§ **SET PROBLEM 1**
In the exhibition announcement below, which film is having its international première in the Arnhem Museum?
§ **SET PROBLEM 2**
Decide whether each statement agrees with the exhibition announcement below. Answer yes or no for each, and quote the words from the announcement that settle it.
(a) Metropolitan scenes runs through 30 March 2014.
(b) Extensions was made in 2013.
(c) The Melancholy Metropolis covers cityscapes from 1925 to 1950.
§ **SET PROBLEM 3**
Carry on the exhibition announcement below, picking up after its final sentence.

§ **PASSAGE TO READ**
====================

Metropolitan scenes. In 3 films the artist shows how we fail to bring things under control, how inadequate are our attempts to shape the world and therefore how we often find ourselves stranded in new, desolate and impersonal no-man's lands.
From 7 December 2013 through 30 March 2014 the Museum voor Moderne Kunst Arnhem (which will become the Arnhem Museum on 1 January) will present Metropolitan scenes, an exhibition of works by the multi-dimensional artist Hans Op de Beeck. With his room-sized video installations Op de Beeck reflects on the tragicomic absurdity and melancholy inherent in modern human existence.
What do we all do to create an identity for ourselves and make ourselves comfortable with it? How do we maintain our place in a world that becomes ever more difficult to understand and in which people seem exchangeable?
In three films Hans Op de Beeck (Turnhout, 1969) shows how we fail to bring things under control, how inadequate are our attempts to shape the world and therefore how we often find ourselves stranded in new, desolate and impersonal no-man’s lands. The films look at our surroundings as stage sets (Staging Silence 2, 2013), at our growing dependence on technology (Extensions, 2009) and at the problematic relationship between the individual in all his or her vulnerability and the great masses that carry us or crush us (Dance, 2013).
The film Dance is having its international première in the Arnhem Museum.
Metropolitan scenes can be considered a contemporary pendant to the exhibition The Melancholy Metropolis. Cityscapes between magic and realism 1925-1950, which is on view in the museum through 23 February 2014. Together these exhibitions form a diptych in which the melancholy aspects of modern urban life find poetic expression.

====================

§ **RECORDS**
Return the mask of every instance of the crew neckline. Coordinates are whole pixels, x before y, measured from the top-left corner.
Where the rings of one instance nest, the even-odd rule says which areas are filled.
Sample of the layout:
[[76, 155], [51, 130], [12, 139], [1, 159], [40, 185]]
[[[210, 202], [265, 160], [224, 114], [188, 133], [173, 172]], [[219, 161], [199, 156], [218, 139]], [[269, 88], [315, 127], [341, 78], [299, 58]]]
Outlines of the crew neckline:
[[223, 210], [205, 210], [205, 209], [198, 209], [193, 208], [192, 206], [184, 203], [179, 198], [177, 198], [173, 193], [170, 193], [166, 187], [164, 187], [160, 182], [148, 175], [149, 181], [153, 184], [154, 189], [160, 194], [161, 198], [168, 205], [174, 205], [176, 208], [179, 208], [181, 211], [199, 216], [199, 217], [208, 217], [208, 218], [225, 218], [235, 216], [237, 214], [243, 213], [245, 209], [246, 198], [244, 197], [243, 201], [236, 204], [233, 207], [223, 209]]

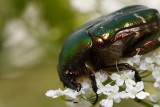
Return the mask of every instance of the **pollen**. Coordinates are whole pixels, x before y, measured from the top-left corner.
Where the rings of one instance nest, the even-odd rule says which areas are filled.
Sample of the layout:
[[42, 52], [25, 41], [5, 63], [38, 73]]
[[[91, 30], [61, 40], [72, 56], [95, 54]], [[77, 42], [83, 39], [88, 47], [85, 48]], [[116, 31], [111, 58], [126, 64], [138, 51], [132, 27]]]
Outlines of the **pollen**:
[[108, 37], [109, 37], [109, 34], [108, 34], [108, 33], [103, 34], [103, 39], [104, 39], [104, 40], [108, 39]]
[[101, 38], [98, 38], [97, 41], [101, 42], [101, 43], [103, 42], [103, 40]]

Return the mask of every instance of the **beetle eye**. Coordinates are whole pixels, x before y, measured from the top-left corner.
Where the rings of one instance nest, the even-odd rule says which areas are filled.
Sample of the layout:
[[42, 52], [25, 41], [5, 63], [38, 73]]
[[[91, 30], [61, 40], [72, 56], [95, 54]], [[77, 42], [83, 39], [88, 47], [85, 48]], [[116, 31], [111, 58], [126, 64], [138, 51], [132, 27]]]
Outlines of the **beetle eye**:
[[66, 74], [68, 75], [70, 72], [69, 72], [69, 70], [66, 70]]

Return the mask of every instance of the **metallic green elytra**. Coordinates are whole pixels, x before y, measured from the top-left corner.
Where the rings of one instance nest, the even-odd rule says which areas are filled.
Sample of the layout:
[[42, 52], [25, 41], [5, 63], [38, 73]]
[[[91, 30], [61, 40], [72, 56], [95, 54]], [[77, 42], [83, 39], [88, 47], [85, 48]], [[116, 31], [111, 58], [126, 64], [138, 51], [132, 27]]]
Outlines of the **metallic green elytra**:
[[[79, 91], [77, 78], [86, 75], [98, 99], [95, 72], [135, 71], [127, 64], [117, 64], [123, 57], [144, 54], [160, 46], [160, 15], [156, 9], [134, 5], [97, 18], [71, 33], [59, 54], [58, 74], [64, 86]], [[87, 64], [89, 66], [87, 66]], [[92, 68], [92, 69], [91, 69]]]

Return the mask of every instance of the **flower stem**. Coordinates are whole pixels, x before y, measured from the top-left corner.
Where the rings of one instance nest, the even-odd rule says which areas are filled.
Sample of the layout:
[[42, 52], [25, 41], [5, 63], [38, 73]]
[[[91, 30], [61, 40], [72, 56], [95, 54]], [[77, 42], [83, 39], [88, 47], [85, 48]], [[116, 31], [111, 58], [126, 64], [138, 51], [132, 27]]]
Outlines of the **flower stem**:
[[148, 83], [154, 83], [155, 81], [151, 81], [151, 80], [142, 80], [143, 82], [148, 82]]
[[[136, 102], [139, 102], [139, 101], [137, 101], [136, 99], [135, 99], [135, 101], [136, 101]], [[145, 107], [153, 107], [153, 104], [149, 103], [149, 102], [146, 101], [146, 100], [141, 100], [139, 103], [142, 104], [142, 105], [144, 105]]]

====================

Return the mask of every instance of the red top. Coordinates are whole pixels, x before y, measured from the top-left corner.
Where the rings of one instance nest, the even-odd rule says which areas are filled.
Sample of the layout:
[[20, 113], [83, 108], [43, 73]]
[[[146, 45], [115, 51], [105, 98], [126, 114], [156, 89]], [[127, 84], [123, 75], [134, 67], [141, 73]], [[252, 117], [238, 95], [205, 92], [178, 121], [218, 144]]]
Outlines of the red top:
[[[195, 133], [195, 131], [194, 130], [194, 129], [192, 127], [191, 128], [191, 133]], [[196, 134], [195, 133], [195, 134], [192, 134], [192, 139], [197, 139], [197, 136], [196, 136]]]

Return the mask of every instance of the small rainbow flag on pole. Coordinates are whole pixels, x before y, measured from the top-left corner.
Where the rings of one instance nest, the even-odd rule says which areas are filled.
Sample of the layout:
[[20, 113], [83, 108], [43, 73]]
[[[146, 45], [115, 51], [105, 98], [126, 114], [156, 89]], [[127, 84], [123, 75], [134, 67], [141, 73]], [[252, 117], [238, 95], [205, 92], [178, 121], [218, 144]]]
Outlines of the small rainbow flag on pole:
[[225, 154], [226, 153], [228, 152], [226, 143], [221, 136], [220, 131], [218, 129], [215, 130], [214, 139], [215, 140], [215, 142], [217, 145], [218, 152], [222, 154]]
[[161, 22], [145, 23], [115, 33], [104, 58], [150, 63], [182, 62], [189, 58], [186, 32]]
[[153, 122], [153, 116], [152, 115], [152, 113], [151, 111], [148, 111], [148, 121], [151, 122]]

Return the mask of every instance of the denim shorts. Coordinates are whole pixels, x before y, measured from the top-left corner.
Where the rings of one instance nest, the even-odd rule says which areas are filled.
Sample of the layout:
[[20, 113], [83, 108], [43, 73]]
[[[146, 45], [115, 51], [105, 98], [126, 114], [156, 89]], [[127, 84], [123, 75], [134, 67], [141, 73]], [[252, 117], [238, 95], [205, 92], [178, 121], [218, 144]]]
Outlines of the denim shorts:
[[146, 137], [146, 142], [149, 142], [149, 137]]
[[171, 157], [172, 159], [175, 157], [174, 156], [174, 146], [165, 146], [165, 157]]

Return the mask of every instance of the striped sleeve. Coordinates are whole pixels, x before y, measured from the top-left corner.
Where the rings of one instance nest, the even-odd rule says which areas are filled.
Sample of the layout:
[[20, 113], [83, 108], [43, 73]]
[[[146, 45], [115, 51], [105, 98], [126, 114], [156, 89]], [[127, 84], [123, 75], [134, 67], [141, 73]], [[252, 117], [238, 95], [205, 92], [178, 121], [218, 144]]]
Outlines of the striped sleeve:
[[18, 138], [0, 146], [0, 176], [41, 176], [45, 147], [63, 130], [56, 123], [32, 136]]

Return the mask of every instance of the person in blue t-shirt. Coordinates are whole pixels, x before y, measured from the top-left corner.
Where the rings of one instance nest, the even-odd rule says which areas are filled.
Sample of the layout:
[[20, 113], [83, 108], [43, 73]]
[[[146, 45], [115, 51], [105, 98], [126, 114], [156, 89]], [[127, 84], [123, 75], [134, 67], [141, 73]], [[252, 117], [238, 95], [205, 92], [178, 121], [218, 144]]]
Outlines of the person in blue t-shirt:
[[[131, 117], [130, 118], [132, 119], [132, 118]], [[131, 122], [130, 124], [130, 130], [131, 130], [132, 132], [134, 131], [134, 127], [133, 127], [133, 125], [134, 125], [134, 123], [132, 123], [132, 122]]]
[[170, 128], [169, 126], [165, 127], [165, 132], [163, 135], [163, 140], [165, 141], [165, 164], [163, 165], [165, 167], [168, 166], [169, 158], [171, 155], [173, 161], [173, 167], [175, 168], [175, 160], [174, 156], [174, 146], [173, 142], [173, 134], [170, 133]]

====================

§ **ANSWER 1**
Dance

§ **ANSWER 2**
(a) Yes: "From 7 December 2013 through 30 March 2014"
(b) No: "Extensions, 2009"
(c) Yes: "Cityscapes between magic and realism 1925-1950"

§ **ANSWER 3**
The difficult and tragicomic relationship between humans and time, space and each other as a result of globalization and developments in media, automation and technology is an important theme in the work of Hans Op de Beeck, who lives and works in Brussels. He uses various media to portray this theme, ranging from drawings and watercolours to photography, texts, videos, sculptures and large, room-filling installations. His work has been exhibited in institutions, art houses and events such as various biënnales in Europe, Asia, the United States and Latin America. It is represented in many international museum collections. In 2012 the MMKA acquired the sculptural still-life Vanitas (2), with support from BankGiroLoterij.
Op de Beeck studied at the Hogeschool Sint Lukas in Brussels and the National Higher Institute for Fine Arts in Antwerp. For two years he was a participant at the Rijksakademie voor Beeldende Kunsten in Amsterdam. He has received many prizes and was ‘Artist in residence’ in the MoMA PS1 Studio Program in New Yorkin 2002-3.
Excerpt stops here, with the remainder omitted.